▸ EXCERPTED TEXT:
## Start

The instrument has a very powerful and flexible CAN trigger that is extremely easy to set up for
triggering, using a DBC file and the CAN Symbolic Trigger setup. In addition, Hexadecimal setup
is provided. Connecting the CANbus TD/TDM Series trigger hardware to your circuit is described
in the preceding chapters.

Some basic knowledge of CAN physical bus connections is helpful in order to ensure that you
can connect the trigger correctly. Proper care must be taken to ensure that CANH, CANL, GND,
etc. are connected and terminated correctly (just like any other node on the CAN Bus), or else
you may load the bus, fail to trigger, or generate error frames on the bus. Following the few
simple rules described previously should ensure success.

## End

▸ TASK MATERIAL:
## Start

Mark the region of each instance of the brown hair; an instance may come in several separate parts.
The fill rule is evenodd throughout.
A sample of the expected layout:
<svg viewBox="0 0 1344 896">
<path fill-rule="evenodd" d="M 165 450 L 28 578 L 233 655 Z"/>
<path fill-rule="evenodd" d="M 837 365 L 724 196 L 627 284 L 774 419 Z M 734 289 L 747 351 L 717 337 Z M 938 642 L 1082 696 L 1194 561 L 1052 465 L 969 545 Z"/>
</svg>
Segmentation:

## End

▸ GOALS:
**1)** Could you update the records, starting at their first line and ending at the line that contains "165 450 L 28", so that "brown hair" becomes "red hair" and nothing else changes?
**2)** What comes next in the passage on setting up and connecting the instrument's CAN trigger, following on from its last sentence?

▸ OUTPUTS IN ORDER:
**1)**
Mark the region of each instance of the red hair; an instance may come in several separate parts.
The fill rule is evenodd throughout.
A sample of the expected layout:
<svg viewBox="0 0 1344 896">
<path fill-rule="evenodd" d="M 165 450 L 28 578 L 233 655 Z"/>

**2)**
Trigger Hardware

The CANbus TD/TDM Series Trigger Module operates as a “node” on the CAN Bus. It contains a
Microcontroller, two CAN controllers, and up to two Transceivers (Trigger Couplers) that
interface to the CAN circuit just like any other node on the CAN bus. A trigger condition, set
from within the instrument, is downloaded to the Trigger Module, and the CAN controller within
the Trigger Module “filters” on the condition. When the trigger condition is met, the Trigger
Module outputs a pulse on Pin 2 of the three pin connector that connects to the Oscilloscope
Interface Module (OIM). This pulse occurs 31 microseconds after the trigger condition is met
(+/-1/8 bit time due to normal CAN controller operation). The pulse has a 5 V normal level, with
a minimum level of 0 V and decay back to 5 V. The Oscilloscope or Vehicle Bus Analyzer actually
triggers on this physical signal edge and not on the protocol CAN message.

CAUTION

The Trigger Module can contain enough circuitry for two complete nodes. Even though this
would theoretically provide the capability to both simulate and trigger on signals
simultaneously, this is not recommended. The processor could get overloaded if asked to both
simulate and trigger, and the result could be missed trigger conditions.

Like any other CAN node, the Trigger Module converts physical layer signal data into protocol
data. The trigger condition is downloaded to the Trigger Module in a protocol data format, with
the CAN transceiver (Trigger Coupler) interfacing to the CAN controller in the Trigger Module.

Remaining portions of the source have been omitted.